- _Task requirements_
Write out the passage of the Sass migration notes between "Imports need to" and "a dartsass:migrate-globs task.", inclusive.

- _Source_
----

It would help enormously if we had better documentation on the incompatibilities with sassc-rails and known workarounds for them. I'm willing to create a README.md or docs/migrating.md PR, but I'd need guidance (and I can't promise when I'll get around to creating it).

Following are my initial thoughts start towards what might be needed in a docs/migrating.md, and the workarounds that I used. 🙂 You can maybe consider it a "rough draft". I would appreciate advice on my workarounds: Can they be simplified or improved? Are they factually inaccurate (I did test them all, but there might be something abnormal in my testing env)? Which ones deserve to be included in a documentation PR? What am I missing?

Glob imports

Imports need to be explicitly enumerated. A simple pattern is to convert all @import "foo/**/*"; glob imports into @import "foo"; and add a new foo/_index.scss file which contains explicit imports for all of the globbed files. If foo/_index.scss already exists, @import "foo/glob"; and foo/_glob.scss could be used instead.

This can be tedious and error-prone to do by hand, so it would be nice to add a find|awk bash one-liner to the documentation. Even nicer would be a dartsass:migrate-globs task.

Require directives

Although sass-rails and sassc-rails both process the sprockets require directives in .scss files, dartsass-rails does not. I found several different workarounds for this. The first two should work with sprockets or propshaft, but the others require sprockets.

----

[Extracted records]
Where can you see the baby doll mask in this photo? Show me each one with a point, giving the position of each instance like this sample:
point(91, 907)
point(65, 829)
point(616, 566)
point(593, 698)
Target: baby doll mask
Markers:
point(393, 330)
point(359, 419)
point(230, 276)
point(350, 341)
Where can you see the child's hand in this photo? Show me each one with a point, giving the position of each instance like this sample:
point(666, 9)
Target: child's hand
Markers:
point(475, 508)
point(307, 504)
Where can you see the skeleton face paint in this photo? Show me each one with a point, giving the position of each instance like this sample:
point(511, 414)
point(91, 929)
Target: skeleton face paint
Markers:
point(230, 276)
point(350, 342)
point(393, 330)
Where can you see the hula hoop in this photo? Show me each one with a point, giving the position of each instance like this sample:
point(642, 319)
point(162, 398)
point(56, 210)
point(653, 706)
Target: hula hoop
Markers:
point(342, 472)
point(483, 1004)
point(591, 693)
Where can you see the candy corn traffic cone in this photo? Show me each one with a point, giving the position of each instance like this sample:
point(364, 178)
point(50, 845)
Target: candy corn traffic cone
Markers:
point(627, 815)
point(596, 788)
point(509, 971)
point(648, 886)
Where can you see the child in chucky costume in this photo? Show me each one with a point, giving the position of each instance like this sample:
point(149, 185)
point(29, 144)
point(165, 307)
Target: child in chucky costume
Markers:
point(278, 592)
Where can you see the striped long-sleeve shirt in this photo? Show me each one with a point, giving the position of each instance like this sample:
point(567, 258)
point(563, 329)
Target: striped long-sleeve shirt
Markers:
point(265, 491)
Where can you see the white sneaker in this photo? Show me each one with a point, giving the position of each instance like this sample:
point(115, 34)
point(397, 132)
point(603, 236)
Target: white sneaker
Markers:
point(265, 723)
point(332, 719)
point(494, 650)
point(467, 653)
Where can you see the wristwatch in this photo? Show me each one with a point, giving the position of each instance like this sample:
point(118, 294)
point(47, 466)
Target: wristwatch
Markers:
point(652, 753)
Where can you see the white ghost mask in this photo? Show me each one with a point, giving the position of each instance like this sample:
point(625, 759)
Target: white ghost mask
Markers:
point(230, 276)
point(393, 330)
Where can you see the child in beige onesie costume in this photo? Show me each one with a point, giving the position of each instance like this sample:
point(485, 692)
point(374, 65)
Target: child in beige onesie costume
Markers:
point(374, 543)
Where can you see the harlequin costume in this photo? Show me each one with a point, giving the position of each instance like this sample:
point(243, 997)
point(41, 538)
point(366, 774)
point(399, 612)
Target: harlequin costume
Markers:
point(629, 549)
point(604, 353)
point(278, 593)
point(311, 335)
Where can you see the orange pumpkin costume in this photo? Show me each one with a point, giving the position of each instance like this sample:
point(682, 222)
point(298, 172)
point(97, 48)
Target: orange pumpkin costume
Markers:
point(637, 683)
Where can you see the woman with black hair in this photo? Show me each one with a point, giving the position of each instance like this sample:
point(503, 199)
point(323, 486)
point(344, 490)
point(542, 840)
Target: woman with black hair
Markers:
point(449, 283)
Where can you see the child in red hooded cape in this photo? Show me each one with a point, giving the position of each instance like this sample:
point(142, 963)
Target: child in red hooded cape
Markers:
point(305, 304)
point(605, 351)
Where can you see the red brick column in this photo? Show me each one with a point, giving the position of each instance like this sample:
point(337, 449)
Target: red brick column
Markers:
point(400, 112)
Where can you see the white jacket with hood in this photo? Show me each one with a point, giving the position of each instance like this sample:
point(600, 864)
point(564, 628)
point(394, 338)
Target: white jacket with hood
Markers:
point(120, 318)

----

- _Answer to the problem_
Imports need to be explicitly enumerated. A simple pattern is to convert all @import "foo/**/*"; glob imports into @import "foo"; and add a new foo/_index.scss file which contains explicit imports for all of the globbed files. If foo/_index.scss already exists, @import "foo/glob"; and foo/_glob.scss could be used instead.

This can be tedious and error-prone to do by hand, so it would be nice to add a find|awk bash one-liner to the documentation. Even nicer would be a dartsass:migrate-globs task.